----- PASSAGE PRÉSENTÉ -----

À la Caisse d’allocations familiales (CAF), la détection automatisée de fraudes impute à tort des dettes à de nombreux allocataires. Une fois encore, la logique de surveillance et de contrôle l’emporte sur celle de service public, ce qui se retrouve aussi dans le vote récent de lois liberticides comme la loi confortant le respect des principes de la République ou la loi sécurité globale qui entérine, entre autres dispositions, la démultiplication de dispositifs de surveillance dans l’espace public. Dans tous ces exemples, le numérique est instrumentalisé à des fins lucratives (par les entreprises) ou antidémocratiques et autoritaires (par les gouvernements).
Le "solutionnisme technologique"
Plus globalement, cette instrumentalisation du numérique est significative d’une ingénierisation des politiques publiques. La tendance actuelle est de traduire tout enjeu de politique publique en un problème simple et modélisable, ce que le chercheur Evgeny Morozov appelle solutionnisme technologique ». Le principe est le suivant : on admet que tout problème d’ordre social a une solution, et qui plus est, une solution technologique, qu’il faut s’efforcer de rentabiliser, fût-ce au détriment des publics concernés.

----- EXTRAITS DE DONNÉES -----

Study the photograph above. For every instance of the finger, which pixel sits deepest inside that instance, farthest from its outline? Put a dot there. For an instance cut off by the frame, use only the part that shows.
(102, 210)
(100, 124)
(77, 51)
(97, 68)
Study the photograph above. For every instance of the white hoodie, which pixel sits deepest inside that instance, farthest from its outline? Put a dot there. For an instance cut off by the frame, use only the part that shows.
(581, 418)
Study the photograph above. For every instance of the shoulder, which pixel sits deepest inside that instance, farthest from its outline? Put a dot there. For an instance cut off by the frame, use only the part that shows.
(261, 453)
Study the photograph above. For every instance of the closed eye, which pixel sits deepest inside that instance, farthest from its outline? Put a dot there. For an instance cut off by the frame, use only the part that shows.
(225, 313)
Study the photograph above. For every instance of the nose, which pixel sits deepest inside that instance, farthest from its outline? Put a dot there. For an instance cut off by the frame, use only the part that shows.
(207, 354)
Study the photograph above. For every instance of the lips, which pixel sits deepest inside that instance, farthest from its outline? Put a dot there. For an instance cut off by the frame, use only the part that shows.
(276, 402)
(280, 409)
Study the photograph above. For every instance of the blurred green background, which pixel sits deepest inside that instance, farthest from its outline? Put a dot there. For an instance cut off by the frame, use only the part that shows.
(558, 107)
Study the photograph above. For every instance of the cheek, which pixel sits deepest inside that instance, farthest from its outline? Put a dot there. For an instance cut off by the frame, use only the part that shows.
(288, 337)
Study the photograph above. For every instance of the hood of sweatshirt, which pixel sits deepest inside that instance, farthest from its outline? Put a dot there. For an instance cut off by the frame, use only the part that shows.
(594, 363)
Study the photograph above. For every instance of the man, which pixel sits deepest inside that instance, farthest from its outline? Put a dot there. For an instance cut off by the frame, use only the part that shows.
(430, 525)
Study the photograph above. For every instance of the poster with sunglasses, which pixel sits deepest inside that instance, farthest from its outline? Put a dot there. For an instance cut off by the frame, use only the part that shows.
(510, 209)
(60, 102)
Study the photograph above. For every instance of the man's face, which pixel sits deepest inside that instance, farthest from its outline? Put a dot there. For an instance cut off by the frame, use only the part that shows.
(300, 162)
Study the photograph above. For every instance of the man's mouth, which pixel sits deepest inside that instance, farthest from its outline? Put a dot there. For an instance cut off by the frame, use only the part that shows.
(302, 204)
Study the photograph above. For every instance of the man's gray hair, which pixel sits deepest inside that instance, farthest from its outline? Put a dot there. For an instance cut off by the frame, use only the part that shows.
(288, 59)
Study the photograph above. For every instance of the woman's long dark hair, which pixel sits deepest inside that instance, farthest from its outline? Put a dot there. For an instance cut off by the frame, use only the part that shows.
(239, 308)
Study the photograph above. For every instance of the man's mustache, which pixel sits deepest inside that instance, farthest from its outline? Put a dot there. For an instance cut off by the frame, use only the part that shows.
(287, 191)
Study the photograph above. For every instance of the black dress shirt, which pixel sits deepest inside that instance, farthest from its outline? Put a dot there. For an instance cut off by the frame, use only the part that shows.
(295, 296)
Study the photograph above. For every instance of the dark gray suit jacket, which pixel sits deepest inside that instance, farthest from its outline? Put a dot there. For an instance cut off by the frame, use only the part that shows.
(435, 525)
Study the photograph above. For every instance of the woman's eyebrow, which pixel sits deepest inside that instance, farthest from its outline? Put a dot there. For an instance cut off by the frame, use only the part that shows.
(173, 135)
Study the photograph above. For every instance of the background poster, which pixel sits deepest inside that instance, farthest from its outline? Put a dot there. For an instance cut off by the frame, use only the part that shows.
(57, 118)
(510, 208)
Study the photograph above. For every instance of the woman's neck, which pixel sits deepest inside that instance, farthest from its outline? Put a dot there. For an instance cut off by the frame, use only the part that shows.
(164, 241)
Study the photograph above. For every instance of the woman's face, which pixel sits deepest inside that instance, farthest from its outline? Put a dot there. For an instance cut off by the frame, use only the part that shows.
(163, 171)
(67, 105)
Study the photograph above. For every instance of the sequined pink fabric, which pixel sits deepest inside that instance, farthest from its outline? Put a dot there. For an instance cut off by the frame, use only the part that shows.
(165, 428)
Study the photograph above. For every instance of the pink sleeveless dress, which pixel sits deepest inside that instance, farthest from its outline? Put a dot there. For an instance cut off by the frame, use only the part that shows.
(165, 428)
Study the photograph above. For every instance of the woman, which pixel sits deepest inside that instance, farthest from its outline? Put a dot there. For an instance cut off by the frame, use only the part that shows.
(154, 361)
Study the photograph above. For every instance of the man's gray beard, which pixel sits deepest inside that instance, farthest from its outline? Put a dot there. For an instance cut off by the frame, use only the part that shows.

-----

### CONSIGNE
Répondez aux questions suivantes d'après le passage présenté.
1. Quel organisme impute à tort des dettes à de nombreux allocataires ?
2. Quelles deux lois sont citées comme exemples de lois liberticides ?
3. Quel chercheur appelle « solutionnisme technologique » la traduction de tout enjeu de politique publique en un problème simple et modélisable ?
Les lignes ci-dessus forment un matériau distinct du passage.

### CORRIGÉ
1. La Caisse d'allocations familiales (CAF).
2. La loi confortant le respect des principes de la République et la loi sécurité globale.
3. Evgeny Morozov.